**CONSIGNE**
Relevez, dans l'ordre où l'extrait sur le Fespaco les mentionne, les appartenances successives qu'il attribue à la ville de Carthage et aux territoires actuels de la Tunisie.

**EXTRAIT DU DOCUMENT**
....................

C’est pourtant dans cette boue négationniste aux relents d’une xénophobie tournée vers les populations subsahariennes, pour ne pas dire contre les Noirs, qu’on ne lui soupçonnait pas, que le président Kaïs Saïed patauge depuis 2 bons mois. Cet apôtre d’une Tunisie blanche aurait dû interdire à Youssef Chebbi et autres cinéastes tunisiens de participer au 28e Fespaco pour rester dans sa logique de borgne limité à ses œillères arabo-musulmanes. Heureusement que Youssouf Chebbi est venu à Ouagadougou au cœur du Sahel, lui comme Dora Bouchoucha, présidente du jury fiction long métrage, Lotfi Achour, poulain d’or du film documentaire, Erige Sehiri, prix de la meilleure interprétation féminine et les autres cinéastes, acteurs et critiques de Tunisie et d’autres pays du Maghreb, pour ne pas dire d’Afrique du Nord, renvoyant vertement le président Kaïs Saïed à ses livres d’histoire , de géographie et de linguistique. Qu’il y lise que la ville de Carthage, les territoires actuels de la Tunisie, ont d’abord été berbère, soudanais et ses habitants adoraient la déesse Ifri, d’où est venu le terme Afrique, avant d’être romaine et longtemps plus tard, arabo-musulmans.
Outre cette leçon d’histoire et de géographie, la consécration de Youssouf Chebbi à ce Fespaco porte brillamment celle du panafricanisme et de la démocratie par le fond de son film et par sa nationalité. Un enseignement qui dit à Kaïs Saïed et aux sicaires de sa politique despotique et raciste que l’avenir n’est pas dans le repli identitaire, porté par un souverainisme sectaire mais bien dans l’ouverture des peuples, les uns vers les autres, les échanges, le brassage, la coopération, l’intégration économique, culturelle et civilisationnelle pour construire un village planétaire tolérant. Oui, il y a des grands rêveurs ici et ailleurs qui croient encore en cet idéal. Le thème de ce 28e Fespaco, « Cinémas d’Afrique et culture de la paix » en est une illustration parmi d’autres.
Youssef Chebbi et son film lauréat sont donc désormais, aujourd’hui plus qu’hier, en Tunisie plus qu’ailleurs, messagers de paix, avocats de ses subsahariens et des autres victimes de la xénophobie inspirée des dérives abjectes de la politique de Kaïs Saïed. Que le président Bourguiba, père de l’indépendance tunisienne, cofondateur de l’Organisation de l’Unité africaine, ancêtre de l’Union africaine, doit se retourner dans sa tombe de voir ses héritiers tombés si bas dans le despotisme non éclairé !

....................

[Enregistrements]
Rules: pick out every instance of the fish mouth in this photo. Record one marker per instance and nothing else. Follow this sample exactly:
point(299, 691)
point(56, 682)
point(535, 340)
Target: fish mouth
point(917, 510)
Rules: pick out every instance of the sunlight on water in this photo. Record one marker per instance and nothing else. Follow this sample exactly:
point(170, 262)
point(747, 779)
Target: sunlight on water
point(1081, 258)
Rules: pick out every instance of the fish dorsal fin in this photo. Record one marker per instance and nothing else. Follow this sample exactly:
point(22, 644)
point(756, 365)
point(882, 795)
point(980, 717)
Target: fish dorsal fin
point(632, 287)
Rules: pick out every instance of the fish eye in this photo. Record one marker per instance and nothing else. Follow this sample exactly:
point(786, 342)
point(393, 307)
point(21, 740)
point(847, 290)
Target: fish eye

....................

**TÂCHE RÉALISÉE**
berbère, soudanais, romaine, arabo-musulmans